Problem description - All the data must come back unchanged, except that pictures are left out.

Source data -
[start]

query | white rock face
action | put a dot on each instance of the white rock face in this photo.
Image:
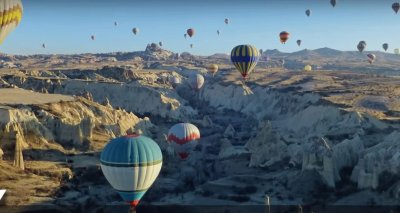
(134, 97)
(375, 160)
(297, 120)
(68, 123)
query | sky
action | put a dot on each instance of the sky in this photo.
(66, 25)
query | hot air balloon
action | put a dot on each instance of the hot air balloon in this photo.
(135, 30)
(196, 81)
(131, 164)
(183, 138)
(245, 58)
(10, 16)
(282, 62)
(226, 21)
(190, 32)
(333, 3)
(308, 68)
(213, 68)
(396, 7)
(385, 46)
(371, 58)
(308, 12)
(175, 81)
(284, 36)
(361, 46)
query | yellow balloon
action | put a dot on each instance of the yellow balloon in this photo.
(308, 68)
(10, 16)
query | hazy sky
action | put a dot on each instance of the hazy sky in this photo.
(66, 25)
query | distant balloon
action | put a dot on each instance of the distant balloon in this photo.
(361, 46)
(284, 36)
(10, 16)
(190, 32)
(175, 81)
(371, 58)
(308, 12)
(226, 21)
(183, 137)
(135, 30)
(131, 164)
(308, 68)
(333, 3)
(396, 7)
(282, 62)
(196, 81)
(245, 58)
(213, 68)
(385, 46)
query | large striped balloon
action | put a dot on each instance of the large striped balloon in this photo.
(131, 164)
(10, 16)
(245, 58)
(183, 138)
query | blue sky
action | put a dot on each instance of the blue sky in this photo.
(66, 25)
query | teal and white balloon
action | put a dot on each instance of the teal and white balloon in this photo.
(131, 164)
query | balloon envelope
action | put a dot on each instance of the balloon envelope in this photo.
(371, 58)
(213, 68)
(245, 58)
(385, 46)
(361, 46)
(396, 7)
(308, 12)
(11, 14)
(131, 164)
(284, 36)
(190, 32)
(308, 68)
(183, 137)
(333, 3)
(135, 30)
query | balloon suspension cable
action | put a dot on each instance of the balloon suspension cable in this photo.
(245, 87)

[end]

Complete response -
query | white rock face
action | put a dot on each instance of the white rock face in this photo.
Image:
(134, 97)
(375, 160)
(297, 120)
(68, 123)
query | sky
action | put a dot on each instance of the sky in this photo.
(66, 25)
query | hot air balloon
action | put a dot on each instance of the hot air balloon in this photo.
(135, 30)
(196, 81)
(131, 164)
(183, 138)
(245, 58)
(10, 16)
(282, 62)
(226, 21)
(190, 32)
(333, 3)
(308, 68)
(213, 68)
(396, 7)
(385, 46)
(371, 58)
(308, 12)
(175, 81)
(284, 36)
(361, 46)
query | yellow balloon
action | put a dot on each instance of the yellow balloon in this photo.
(308, 68)
(10, 16)
query | hazy sky
action | put a dot on each instance of the hazy sky in this photo.
(66, 25)
query | distant balloon
action | put a dot on each instance of the distant balloon in this photo.
(361, 46)
(284, 36)
(10, 16)
(190, 32)
(175, 81)
(371, 58)
(308, 12)
(226, 21)
(183, 137)
(135, 30)
(131, 164)
(308, 68)
(333, 3)
(396, 7)
(282, 62)
(196, 81)
(245, 58)
(213, 68)
(385, 46)
query | large striped balloon
action | put a dot on each instance of the large striped balloon in this photo.
(131, 164)
(10, 16)
(245, 58)
(183, 138)
query | blue sky
action | put a dot on each instance of the blue sky in this photo.
(66, 25)
query | teal and white balloon
action | put a dot on each instance of the teal and white balloon in this photo.
(131, 164)
query | balloon envelope
action | put a dot on each instance of the balloon envelope in this photo.
(371, 58)
(213, 68)
(245, 58)
(385, 46)
(361, 46)
(396, 7)
(308, 12)
(11, 14)
(131, 164)
(284, 36)
(190, 32)
(308, 68)
(183, 137)
(333, 3)
(135, 30)
query | balloon suspension cable
action | put a dot on each instance of the balloon suspension cable in this photo.
(245, 87)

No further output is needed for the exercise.